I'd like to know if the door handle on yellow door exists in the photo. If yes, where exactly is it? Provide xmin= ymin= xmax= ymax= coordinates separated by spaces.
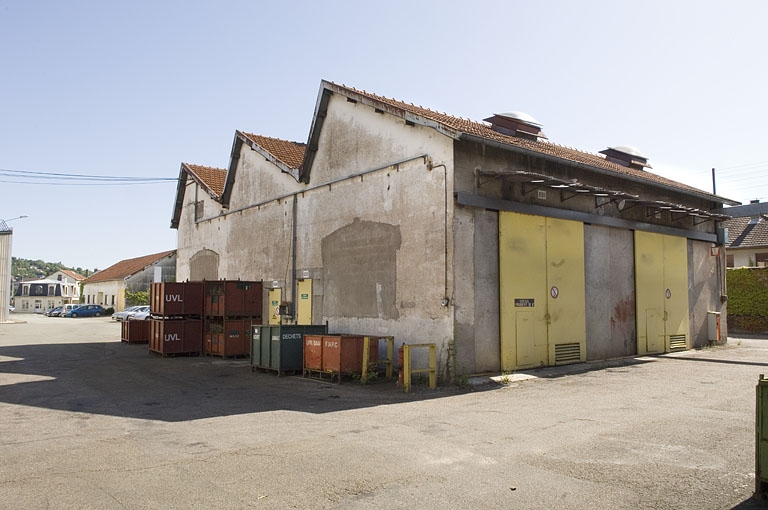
xmin=545 ymin=313 xmax=551 ymax=324
xmin=663 ymin=311 xmax=668 ymax=321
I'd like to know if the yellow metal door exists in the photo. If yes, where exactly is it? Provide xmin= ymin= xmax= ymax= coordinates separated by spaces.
xmin=296 ymin=279 xmax=312 ymax=325
xmin=635 ymin=231 xmax=665 ymax=354
xmin=663 ymin=235 xmax=690 ymax=350
xmin=545 ymin=217 xmax=586 ymax=365
xmin=500 ymin=212 xmax=547 ymax=370
xmin=634 ymin=231 xmax=690 ymax=354
xmin=499 ymin=213 xmax=586 ymax=370
xmin=268 ymin=288 xmax=282 ymax=325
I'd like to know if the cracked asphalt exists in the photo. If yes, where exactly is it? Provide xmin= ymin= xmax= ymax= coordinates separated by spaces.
xmin=1 ymin=314 xmax=767 ymax=509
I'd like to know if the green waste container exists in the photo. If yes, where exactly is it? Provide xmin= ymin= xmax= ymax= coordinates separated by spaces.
xmin=757 ymin=374 xmax=768 ymax=496
xmin=251 ymin=324 xmax=327 ymax=375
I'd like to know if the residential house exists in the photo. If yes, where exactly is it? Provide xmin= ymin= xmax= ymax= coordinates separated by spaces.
xmin=171 ymin=80 xmax=738 ymax=379
xmin=82 ymin=250 xmax=176 ymax=311
xmin=13 ymin=269 xmax=85 ymax=313
xmin=722 ymin=200 xmax=768 ymax=267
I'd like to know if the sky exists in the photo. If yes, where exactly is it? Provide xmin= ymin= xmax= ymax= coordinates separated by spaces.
xmin=1 ymin=1 xmax=766 ymax=271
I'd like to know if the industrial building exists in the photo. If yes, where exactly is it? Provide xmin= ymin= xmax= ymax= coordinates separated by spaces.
xmin=171 ymin=80 xmax=737 ymax=379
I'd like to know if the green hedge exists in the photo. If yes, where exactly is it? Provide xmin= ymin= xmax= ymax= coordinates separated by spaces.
xmin=726 ymin=267 xmax=768 ymax=316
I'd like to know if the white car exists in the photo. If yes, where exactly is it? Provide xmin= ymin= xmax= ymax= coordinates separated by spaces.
xmin=112 ymin=305 xmax=148 ymax=321
xmin=8 ymin=305 xmax=14 ymax=313
xmin=129 ymin=306 xmax=151 ymax=321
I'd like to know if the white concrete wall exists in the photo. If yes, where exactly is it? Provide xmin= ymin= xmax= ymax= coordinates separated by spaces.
xmin=729 ymin=248 xmax=768 ymax=268
xmin=82 ymin=280 xmax=123 ymax=308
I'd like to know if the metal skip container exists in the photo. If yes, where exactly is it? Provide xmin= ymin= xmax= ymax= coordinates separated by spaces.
xmin=150 ymin=281 xmax=204 ymax=317
xmin=315 ymin=335 xmax=379 ymax=382
xmin=121 ymin=320 xmax=150 ymax=344
xmin=251 ymin=324 xmax=328 ymax=375
xmin=149 ymin=319 xmax=203 ymax=356
xmin=205 ymin=280 xmax=263 ymax=320
xmin=205 ymin=319 xmax=250 ymax=357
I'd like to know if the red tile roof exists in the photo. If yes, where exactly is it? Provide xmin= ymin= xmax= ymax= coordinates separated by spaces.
xmin=60 ymin=269 xmax=86 ymax=281
xmin=326 ymin=81 xmax=727 ymax=201
xmin=241 ymin=133 xmax=306 ymax=169
xmin=183 ymin=163 xmax=226 ymax=198
xmin=83 ymin=250 xmax=176 ymax=284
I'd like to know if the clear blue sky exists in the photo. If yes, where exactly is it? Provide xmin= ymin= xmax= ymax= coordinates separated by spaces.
xmin=1 ymin=1 xmax=766 ymax=271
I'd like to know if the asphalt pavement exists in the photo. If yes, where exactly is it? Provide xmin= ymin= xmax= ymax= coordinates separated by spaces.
xmin=1 ymin=313 xmax=768 ymax=509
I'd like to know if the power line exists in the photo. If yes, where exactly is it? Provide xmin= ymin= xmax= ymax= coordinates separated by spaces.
xmin=0 ymin=167 xmax=178 ymax=185
xmin=0 ymin=179 xmax=176 ymax=186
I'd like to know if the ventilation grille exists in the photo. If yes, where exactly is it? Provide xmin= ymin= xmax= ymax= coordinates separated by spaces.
xmin=669 ymin=335 xmax=687 ymax=352
xmin=555 ymin=343 xmax=581 ymax=364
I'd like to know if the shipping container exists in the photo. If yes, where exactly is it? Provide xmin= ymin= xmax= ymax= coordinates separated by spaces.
xmin=205 ymin=280 xmax=263 ymax=319
xmin=251 ymin=324 xmax=327 ymax=375
xmin=121 ymin=320 xmax=150 ymax=344
xmin=150 ymin=282 xmax=204 ymax=317
xmin=149 ymin=319 xmax=203 ymax=356
xmin=205 ymin=319 xmax=250 ymax=357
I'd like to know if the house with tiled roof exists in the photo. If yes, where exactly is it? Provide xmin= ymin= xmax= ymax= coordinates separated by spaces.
xmin=82 ymin=250 xmax=176 ymax=311
xmin=171 ymin=79 xmax=739 ymax=379
xmin=723 ymin=200 xmax=768 ymax=267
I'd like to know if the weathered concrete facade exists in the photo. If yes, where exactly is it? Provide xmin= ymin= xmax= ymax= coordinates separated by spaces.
xmin=173 ymin=80 xmax=737 ymax=379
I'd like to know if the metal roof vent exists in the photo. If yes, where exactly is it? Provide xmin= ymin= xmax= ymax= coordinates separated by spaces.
xmin=484 ymin=112 xmax=548 ymax=141
xmin=599 ymin=145 xmax=651 ymax=170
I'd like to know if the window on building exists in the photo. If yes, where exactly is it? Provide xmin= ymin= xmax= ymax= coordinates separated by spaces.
xmin=111 ymin=295 xmax=116 ymax=305
xmin=22 ymin=301 xmax=29 ymax=310
xmin=757 ymin=252 xmax=768 ymax=267
xmin=48 ymin=285 xmax=55 ymax=295
xmin=22 ymin=285 xmax=29 ymax=296
xmin=195 ymin=200 xmax=204 ymax=221
xmin=726 ymin=254 xmax=734 ymax=268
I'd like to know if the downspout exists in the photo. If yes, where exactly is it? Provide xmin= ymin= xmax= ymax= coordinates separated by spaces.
xmin=291 ymin=194 xmax=298 ymax=319
xmin=427 ymin=159 xmax=450 ymax=307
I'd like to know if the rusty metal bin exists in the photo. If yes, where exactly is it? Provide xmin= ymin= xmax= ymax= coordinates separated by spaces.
xmin=303 ymin=335 xmax=324 ymax=372
xmin=205 ymin=319 xmax=249 ymax=357
xmin=121 ymin=320 xmax=150 ymax=344
xmin=319 ymin=335 xmax=378 ymax=381
xmin=251 ymin=324 xmax=327 ymax=375
xmin=149 ymin=319 xmax=203 ymax=356
xmin=205 ymin=280 xmax=263 ymax=319
xmin=150 ymin=282 xmax=203 ymax=317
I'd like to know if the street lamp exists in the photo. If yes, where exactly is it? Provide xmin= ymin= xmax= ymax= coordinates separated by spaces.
xmin=0 ymin=215 xmax=27 ymax=323
xmin=0 ymin=215 xmax=28 ymax=231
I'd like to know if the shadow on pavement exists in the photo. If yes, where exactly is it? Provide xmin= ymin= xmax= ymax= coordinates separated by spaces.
xmin=731 ymin=496 xmax=768 ymax=508
xmin=0 ymin=341 xmax=476 ymax=422
xmin=664 ymin=356 xmax=768 ymax=368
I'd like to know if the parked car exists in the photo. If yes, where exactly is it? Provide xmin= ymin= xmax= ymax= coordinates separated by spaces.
xmin=112 ymin=305 xmax=144 ymax=322
xmin=130 ymin=306 xmax=151 ymax=321
xmin=8 ymin=305 xmax=14 ymax=313
xmin=65 ymin=304 xmax=105 ymax=318
xmin=45 ymin=306 xmax=63 ymax=317
xmin=62 ymin=304 xmax=83 ymax=316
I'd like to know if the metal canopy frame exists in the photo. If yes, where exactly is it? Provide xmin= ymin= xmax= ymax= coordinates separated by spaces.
xmin=474 ymin=169 xmax=731 ymax=224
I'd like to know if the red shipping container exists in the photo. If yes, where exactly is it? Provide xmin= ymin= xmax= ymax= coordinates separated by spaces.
xmin=303 ymin=334 xmax=324 ymax=372
xmin=321 ymin=335 xmax=378 ymax=377
xmin=121 ymin=320 xmax=150 ymax=344
xmin=204 ymin=319 xmax=249 ymax=357
xmin=149 ymin=319 xmax=203 ymax=356
xmin=151 ymin=282 xmax=204 ymax=317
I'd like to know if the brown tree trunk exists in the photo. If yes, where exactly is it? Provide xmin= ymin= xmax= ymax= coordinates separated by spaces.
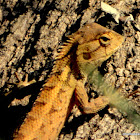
xmin=0 ymin=0 xmax=139 ymax=139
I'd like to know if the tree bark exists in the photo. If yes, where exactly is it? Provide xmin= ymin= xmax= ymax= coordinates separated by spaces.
xmin=0 ymin=0 xmax=139 ymax=139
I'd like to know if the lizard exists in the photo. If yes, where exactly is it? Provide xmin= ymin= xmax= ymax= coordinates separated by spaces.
xmin=13 ymin=23 xmax=124 ymax=140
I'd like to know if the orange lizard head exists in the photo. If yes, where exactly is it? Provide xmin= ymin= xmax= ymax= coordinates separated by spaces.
xmin=55 ymin=23 xmax=124 ymax=78
xmin=73 ymin=23 xmax=124 ymax=77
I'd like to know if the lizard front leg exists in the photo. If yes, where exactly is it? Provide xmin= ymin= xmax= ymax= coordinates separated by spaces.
xmin=15 ymin=73 xmax=36 ymax=88
xmin=75 ymin=81 xmax=109 ymax=114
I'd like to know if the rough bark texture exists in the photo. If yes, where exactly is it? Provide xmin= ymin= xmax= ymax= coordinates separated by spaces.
xmin=0 ymin=0 xmax=139 ymax=140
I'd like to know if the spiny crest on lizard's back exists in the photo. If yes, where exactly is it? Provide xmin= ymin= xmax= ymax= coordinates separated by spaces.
xmin=52 ymin=40 xmax=73 ymax=74
xmin=55 ymin=38 xmax=76 ymax=60
xmin=55 ymin=23 xmax=124 ymax=60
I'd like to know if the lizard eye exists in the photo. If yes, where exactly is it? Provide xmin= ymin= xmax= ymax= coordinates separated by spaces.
xmin=99 ymin=34 xmax=111 ymax=46
xmin=83 ymin=52 xmax=91 ymax=60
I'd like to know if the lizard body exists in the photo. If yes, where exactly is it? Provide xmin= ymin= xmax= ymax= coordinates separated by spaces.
xmin=13 ymin=23 xmax=124 ymax=140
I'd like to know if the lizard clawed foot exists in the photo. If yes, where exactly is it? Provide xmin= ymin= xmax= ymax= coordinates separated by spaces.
xmin=5 ymin=73 xmax=36 ymax=97
xmin=7 ymin=73 xmax=36 ymax=106
xmin=15 ymin=72 xmax=36 ymax=88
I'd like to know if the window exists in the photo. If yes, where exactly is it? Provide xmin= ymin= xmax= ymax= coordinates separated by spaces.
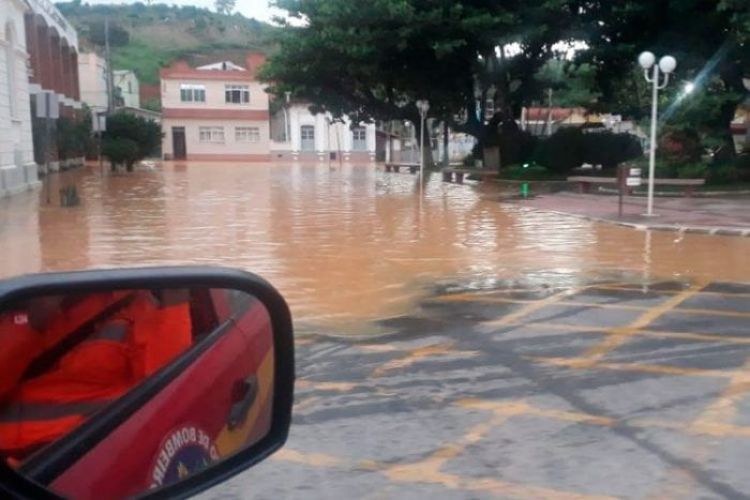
xmin=225 ymin=85 xmax=250 ymax=104
xmin=236 ymin=127 xmax=260 ymax=143
xmin=300 ymin=125 xmax=315 ymax=151
xmin=352 ymin=127 xmax=367 ymax=151
xmin=199 ymin=126 xmax=225 ymax=143
xmin=180 ymin=84 xmax=206 ymax=103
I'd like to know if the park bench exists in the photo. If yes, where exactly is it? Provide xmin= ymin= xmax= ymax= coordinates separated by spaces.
xmin=567 ymin=176 xmax=705 ymax=196
xmin=442 ymin=167 xmax=499 ymax=184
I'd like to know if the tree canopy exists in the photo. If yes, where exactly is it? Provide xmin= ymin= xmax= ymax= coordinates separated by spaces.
xmin=262 ymin=0 xmax=749 ymax=165
xmin=262 ymin=0 xmax=579 ymax=164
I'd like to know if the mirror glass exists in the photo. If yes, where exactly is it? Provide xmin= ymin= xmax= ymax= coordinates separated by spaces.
xmin=0 ymin=287 xmax=274 ymax=499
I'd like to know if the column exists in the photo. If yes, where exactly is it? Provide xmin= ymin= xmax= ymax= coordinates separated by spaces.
xmin=37 ymin=23 xmax=51 ymax=91
xmin=24 ymin=14 xmax=40 ymax=87
xmin=70 ymin=50 xmax=79 ymax=101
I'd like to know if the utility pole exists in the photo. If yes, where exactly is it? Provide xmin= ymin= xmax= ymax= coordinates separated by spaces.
xmin=442 ymin=122 xmax=449 ymax=167
xmin=545 ymin=88 xmax=553 ymax=136
xmin=105 ymin=17 xmax=114 ymax=113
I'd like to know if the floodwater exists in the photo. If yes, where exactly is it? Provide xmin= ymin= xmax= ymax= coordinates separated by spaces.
xmin=1 ymin=162 xmax=749 ymax=335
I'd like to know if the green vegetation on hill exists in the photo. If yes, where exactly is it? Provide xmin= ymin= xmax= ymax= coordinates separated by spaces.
xmin=56 ymin=2 xmax=276 ymax=85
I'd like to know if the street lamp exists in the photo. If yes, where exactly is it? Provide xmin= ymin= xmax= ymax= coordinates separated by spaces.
xmin=416 ymin=99 xmax=430 ymax=184
xmin=283 ymin=91 xmax=291 ymax=143
xmin=639 ymin=51 xmax=677 ymax=216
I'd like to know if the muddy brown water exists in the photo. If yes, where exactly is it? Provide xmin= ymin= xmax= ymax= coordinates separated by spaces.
xmin=1 ymin=162 xmax=748 ymax=335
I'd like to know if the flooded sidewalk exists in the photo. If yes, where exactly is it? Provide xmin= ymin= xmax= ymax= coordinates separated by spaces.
xmin=0 ymin=162 xmax=749 ymax=335
xmin=515 ymin=192 xmax=750 ymax=236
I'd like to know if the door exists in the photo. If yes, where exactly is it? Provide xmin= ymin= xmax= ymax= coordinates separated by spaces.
xmin=300 ymin=125 xmax=315 ymax=152
xmin=172 ymin=127 xmax=186 ymax=160
xmin=352 ymin=127 xmax=367 ymax=151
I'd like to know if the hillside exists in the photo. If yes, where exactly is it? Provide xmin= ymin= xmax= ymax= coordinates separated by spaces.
xmin=56 ymin=2 xmax=277 ymax=89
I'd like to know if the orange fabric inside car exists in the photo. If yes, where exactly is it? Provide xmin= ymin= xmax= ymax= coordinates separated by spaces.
xmin=0 ymin=291 xmax=193 ymax=458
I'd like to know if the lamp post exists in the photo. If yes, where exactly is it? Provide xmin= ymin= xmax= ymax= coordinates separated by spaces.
xmin=416 ymin=99 xmax=430 ymax=183
xmin=284 ymin=91 xmax=291 ymax=143
xmin=638 ymin=51 xmax=676 ymax=217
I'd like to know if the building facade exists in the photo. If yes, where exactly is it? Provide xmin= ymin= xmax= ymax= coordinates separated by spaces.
xmin=161 ymin=55 xmax=270 ymax=161
xmin=114 ymin=69 xmax=139 ymax=108
xmin=270 ymin=103 xmax=377 ymax=163
xmin=24 ymin=0 xmax=83 ymax=173
xmin=77 ymin=51 xmax=107 ymax=112
xmin=0 ymin=0 xmax=38 ymax=197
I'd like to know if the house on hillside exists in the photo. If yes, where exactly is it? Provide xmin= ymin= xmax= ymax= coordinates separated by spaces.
xmin=269 ymin=102 xmax=376 ymax=163
xmin=114 ymin=69 xmax=139 ymax=108
xmin=160 ymin=54 xmax=270 ymax=161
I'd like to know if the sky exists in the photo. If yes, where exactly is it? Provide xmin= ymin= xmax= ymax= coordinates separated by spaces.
xmin=84 ymin=0 xmax=287 ymax=24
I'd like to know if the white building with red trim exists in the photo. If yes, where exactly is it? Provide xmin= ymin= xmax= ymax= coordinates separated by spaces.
xmin=160 ymin=54 xmax=270 ymax=162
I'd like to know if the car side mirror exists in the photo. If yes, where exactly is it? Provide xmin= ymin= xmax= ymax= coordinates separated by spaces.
xmin=0 ymin=267 xmax=294 ymax=500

● Instructions to follow
After locating the line with "I'd like to know if the hillside", please repeat it and every line after it exactly, through the end of the data above.

● Task solution
I'd like to know if the hillside exists in the photo. If yes, where exactly is it? Provide xmin= ymin= xmax= ymax= coordinates separated by spaces.
xmin=56 ymin=2 xmax=277 ymax=89
I'd like to know if the orange fabric inside car exists in the photo. If yes, where exactly is it? Provide xmin= ymin= xmax= ymax= coordinates separated by spaces.
xmin=0 ymin=291 xmax=193 ymax=458
I'd like to know if the lamp post exists in the photo. If yes, where exactly is it? Provide xmin= ymin= xmax= ymax= coordinates separated by spaces.
xmin=416 ymin=99 xmax=430 ymax=183
xmin=284 ymin=91 xmax=291 ymax=143
xmin=638 ymin=51 xmax=676 ymax=217
I'd like to know if the building facade exists in the photo. If yes, where exactly is it? Provide xmin= ymin= xmax= ymax= coordinates separated by spaces.
xmin=161 ymin=55 xmax=270 ymax=161
xmin=114 ymin=69 xmax=139 ymax=108
xmin=270 ymin=103 xmax=377 ymax=163
xmin=24 ymin=0 xmax=83 ymax=173
xmin=77 ymin=51 xmax=107 ymax=112
xmin=0 ymin=0 xmax=38 ymax=197
I'd like to know if the house on hillside exists in the photo. If yes, where exactly is it? Provide xmin= ymin= xmax= ymax= coordinates separated by spaces.
xmin=269 ymin=102 xmax=376 ymax=163
xmin=114 ymin=69 xmax=139 ymax=108
xmin=160 ymin=54 xmax=270 ymax=161
I'd like to know if the sky exists in the photo. If yes, where exactly is it? Provide xmin= ymin= xmax= ymax= coordinates separated by spaces.
xmin=84 ymin=0 xmax=287 ymax=24
I'd like to know if the white building with red trim exists in the photo. If yes, where exactly is it? Provide xmin= ymin= xmax= ymax= coordinates separated by spaces.
xmin=160 ymin=54 xmax=270 ymax=162
I'd like to know if the car side mirror exists in the photo. If yes, where exactly is it? Provide xmin= ymin= xmax= ymax= coordinates separated by spaces.
xmin=0 ymin=267 xmax=294 ymax=500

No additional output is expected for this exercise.